[Records excerpted from a collection]
::::::::

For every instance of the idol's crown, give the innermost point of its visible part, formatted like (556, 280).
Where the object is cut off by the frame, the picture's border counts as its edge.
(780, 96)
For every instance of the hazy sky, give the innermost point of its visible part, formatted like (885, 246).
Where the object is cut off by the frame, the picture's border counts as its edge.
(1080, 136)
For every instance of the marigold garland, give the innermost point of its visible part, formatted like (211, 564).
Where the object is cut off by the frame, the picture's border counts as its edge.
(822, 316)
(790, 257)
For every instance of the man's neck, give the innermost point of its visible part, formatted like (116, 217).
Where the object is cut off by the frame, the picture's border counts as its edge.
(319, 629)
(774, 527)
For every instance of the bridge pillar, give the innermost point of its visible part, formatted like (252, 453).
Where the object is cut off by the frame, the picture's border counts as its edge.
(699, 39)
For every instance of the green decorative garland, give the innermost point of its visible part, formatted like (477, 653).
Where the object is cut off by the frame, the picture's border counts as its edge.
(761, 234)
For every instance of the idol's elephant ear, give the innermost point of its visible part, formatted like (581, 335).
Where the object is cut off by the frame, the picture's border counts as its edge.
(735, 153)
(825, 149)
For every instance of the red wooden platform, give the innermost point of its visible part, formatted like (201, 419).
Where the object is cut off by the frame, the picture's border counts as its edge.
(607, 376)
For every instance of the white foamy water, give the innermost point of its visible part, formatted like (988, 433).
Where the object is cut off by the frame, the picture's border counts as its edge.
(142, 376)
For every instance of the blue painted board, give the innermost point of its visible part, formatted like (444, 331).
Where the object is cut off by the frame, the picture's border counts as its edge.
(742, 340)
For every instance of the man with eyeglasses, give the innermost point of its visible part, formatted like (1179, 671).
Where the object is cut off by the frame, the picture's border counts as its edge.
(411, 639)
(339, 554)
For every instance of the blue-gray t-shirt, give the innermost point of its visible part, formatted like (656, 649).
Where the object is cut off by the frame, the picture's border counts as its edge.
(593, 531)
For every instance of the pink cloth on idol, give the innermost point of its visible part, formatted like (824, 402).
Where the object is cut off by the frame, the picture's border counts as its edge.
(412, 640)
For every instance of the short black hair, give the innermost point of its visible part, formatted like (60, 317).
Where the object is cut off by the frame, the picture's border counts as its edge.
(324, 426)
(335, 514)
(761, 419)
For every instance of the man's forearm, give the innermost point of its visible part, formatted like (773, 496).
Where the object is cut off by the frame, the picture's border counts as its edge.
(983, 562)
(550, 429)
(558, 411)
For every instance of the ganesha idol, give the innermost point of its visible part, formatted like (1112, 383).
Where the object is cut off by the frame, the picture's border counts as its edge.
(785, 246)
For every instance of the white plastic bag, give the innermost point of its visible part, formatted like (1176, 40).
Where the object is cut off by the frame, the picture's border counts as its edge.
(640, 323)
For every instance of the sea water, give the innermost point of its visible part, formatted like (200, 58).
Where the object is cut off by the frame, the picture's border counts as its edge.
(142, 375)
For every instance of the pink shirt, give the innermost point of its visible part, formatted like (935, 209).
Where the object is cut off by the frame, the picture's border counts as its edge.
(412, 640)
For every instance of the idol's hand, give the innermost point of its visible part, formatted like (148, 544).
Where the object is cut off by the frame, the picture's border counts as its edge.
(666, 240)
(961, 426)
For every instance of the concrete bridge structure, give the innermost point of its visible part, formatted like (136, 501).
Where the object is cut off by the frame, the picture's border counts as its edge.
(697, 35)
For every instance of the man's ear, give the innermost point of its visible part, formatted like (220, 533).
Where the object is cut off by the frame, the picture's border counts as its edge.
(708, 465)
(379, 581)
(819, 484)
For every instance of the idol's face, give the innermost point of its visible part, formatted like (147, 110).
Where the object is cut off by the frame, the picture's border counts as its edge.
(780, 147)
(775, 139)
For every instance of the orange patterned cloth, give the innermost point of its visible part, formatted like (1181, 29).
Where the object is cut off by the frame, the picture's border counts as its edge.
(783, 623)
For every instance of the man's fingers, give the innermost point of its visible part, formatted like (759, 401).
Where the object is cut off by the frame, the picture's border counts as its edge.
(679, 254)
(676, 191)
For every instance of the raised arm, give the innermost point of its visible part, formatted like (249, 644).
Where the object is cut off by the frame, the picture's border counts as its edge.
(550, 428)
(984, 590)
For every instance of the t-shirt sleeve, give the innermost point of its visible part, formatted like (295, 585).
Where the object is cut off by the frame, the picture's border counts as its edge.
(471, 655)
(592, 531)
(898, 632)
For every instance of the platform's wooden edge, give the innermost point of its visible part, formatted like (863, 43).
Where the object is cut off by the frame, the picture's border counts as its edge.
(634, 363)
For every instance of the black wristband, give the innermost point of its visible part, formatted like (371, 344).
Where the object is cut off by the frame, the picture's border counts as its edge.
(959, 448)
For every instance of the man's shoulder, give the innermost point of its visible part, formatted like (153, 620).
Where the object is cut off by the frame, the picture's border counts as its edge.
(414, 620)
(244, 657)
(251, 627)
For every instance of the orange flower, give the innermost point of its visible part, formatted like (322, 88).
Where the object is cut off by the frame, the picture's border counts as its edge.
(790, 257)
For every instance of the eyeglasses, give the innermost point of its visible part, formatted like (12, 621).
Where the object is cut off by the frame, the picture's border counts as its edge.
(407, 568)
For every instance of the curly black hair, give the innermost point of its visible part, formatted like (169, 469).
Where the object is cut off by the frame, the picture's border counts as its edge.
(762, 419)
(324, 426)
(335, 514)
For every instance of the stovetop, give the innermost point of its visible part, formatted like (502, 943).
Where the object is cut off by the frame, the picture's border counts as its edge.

::::::::

▶ **TASK REQUIREMENTS**: Taking the entries above, print exactly the lines starting at the line with "For every instance of the white plastic" and ending at the line with "For every instance of the idol's hand, give", both included.

▶ **RESULT OF THE EXERCISE**:
For every instance of the white plastic bag, give the innermost point of its visible part, formatted like (1176, 40).
Where the object is cut off by the frame, the picture's border counts as its edge.
(640, 323)
For every instance of the sea water, give the innermost point of its visible part, formatted like (200, 58).
Where the object is cut off by the frame, the picture's border counts as its edge.
(142, 375)
For every instance of the pink shirt, give the innermost point of its visible part, formatted like (935, 209).
Where the object is cut off by the frame, the picture's border counts as its edge.
(412, 640)
For every instance of the idol's hand, give the innermost point of its visible part, formatted like (148, 544).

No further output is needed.